• _GIVEN TEXT_:
## START
View from Les Remparts at La Chèvre d'Or, Èze, France
    France

    French Riviera Road Trip: Where to Eat at Every Stop

    Last Updated: May 2026

    If you love a road trip, the French Riviera is one of the best places in Europe to do one. It's also one of the first places in Europe that my husband, Mehmet, and I explored by car. We loved it so much that we kept coming back, and eventually moved here.

    The best part of any trip, in my opinion, is what you eat along the way. And while the Riviera has plenty of famous dishes, I doubt you'll return from your trip telling your friends about the Niçoise salad you ate.

    This guide covers eight stops between Menton and Saint-Tropez, from the Italian border all the way west along the coast. It's built around the meals you'll actually remember, the chefs working with local ingredients, the views that you'll need to take 100 photos of, and a few simple things done so well they stay with you long after the trip is over.
## END
• _WORK REQUIRED_:
Resume the French Riviera road trip guide right after its final sentence, picking up from the point where it stops. The listing that comes next has no connection to the Riviera road trip guide.

• _SOURCE DATA_:
## START
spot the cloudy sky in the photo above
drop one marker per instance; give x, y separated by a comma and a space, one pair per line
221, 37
## END
• _RESPONSE TO THE TASK_:
    Menton: Start with a Lemon Tart

    Let's start on the edge of France, in Menton, right along the Italian border. Walking around, you might not be entirely sure which country you're in. You'll hear both French and Italian being spoken, see colorful facades that look straight out of Cinque Terre, and find just as many pasta restaurants as French cafés.

    Menton is famous for its lemons. Not ordinary supermarket lemons, but large, thick-skinned, intensely aromatic ones more commonly associated with the Amalfi Coast. You'll find lemon everything here: lemon pasta, lemon gelato, fresh lemonade.

    But the one thing I keep coming back for is the lemon tart from Mitron Bakery. It's perfectly balanced, smooth, not too sweet, not too tart, and poured over a buttery shortcrust pastry. Sitting at one of their little sidewalk tables in the morning sun is one of those moments that sets the tone for the whole trip.

    Lemon tart from Mitron Bakery, Menton

    Practical note: Menton is best visited in the morning before the day-trippers arrive.

    Monaco: Worth Seeing, but Not Where I'd Splurge on a Meal

    The next logical stop is Monaco, and if you've never been, it's worth a visit. The casino, the yachts, the sheer scale of the luxury, there's nothing quite like it.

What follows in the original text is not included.